| Supplied material |
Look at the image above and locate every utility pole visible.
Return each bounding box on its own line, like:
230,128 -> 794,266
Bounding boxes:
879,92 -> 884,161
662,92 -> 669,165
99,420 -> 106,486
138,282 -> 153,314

| Written instruction |
Convert every line of the data above into a JSON list of strings, one string per line, leaving out any blank lines.

| Exercise response |
[
  "Look at the image above and locate every utility pole visible.",
  "Return each bounding box on its own line, like:",
  "230,128 -> 794,266",
  "Bounding boxes:",
  "879,92 -> 884,161",
  "662,92 -> 669,165",
  "99,420 -> 106,486",
  "138,282 -> 153,314"
]